### GOAL:
Reproduce every line from the one containing "I would appreciate it if you could identify the boy's" through the last line, keeping the requests, and move each coordinate in the answers by adding -112 to it.

Location identification entries
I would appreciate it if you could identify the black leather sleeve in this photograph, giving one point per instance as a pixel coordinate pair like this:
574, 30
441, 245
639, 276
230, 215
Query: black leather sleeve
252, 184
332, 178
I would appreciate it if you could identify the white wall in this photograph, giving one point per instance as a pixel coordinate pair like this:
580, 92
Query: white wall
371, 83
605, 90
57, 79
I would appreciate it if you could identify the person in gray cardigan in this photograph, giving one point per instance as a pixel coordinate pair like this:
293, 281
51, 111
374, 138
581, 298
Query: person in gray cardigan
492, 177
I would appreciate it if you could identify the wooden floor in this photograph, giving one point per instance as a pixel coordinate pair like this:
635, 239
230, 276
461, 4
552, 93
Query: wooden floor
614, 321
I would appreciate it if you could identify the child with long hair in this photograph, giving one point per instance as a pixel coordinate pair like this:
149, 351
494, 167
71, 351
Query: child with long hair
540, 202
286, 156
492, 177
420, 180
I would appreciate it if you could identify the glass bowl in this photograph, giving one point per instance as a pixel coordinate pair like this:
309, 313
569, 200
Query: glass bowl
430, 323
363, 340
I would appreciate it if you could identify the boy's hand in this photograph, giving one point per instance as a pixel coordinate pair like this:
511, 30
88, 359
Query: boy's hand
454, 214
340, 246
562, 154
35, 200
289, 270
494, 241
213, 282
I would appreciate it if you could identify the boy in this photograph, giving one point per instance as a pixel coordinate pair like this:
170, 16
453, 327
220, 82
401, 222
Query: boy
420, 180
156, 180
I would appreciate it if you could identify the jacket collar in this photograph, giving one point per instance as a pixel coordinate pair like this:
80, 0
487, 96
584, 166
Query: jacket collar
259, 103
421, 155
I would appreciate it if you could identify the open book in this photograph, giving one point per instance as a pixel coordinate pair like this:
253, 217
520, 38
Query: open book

### EXERCISE RESPONSE:
I would appreciate it if you could identify the boy's hand in this photograph, giving one point per instance as a pixel coordinate pair like this:
511, 30
88, 359
Query: boy's hand
342, 102
228, 134
450, 42
-77, 88
177, 158
382, 129
101, 170
I would appreciate it if you could identify the boy in this photograph, giving one point per instance as a pixel coordinate pair like this:
170, 16
453, 327
220, 82
401, 222
Query: boy
308, 68
44, 68
I would appreciate it if you could identify the jacket collar in this photograph, giving one point per instance as a pixel coordinate pair like this:
80, 0
487, 96
584, 166
Query: jacket collar
147, -9
309, 43
I would appreciate it if you could identify the open book in this photograph, giving one point per instance as a pixel coordinate pair like this:
253, 217
520, 38
Query: open book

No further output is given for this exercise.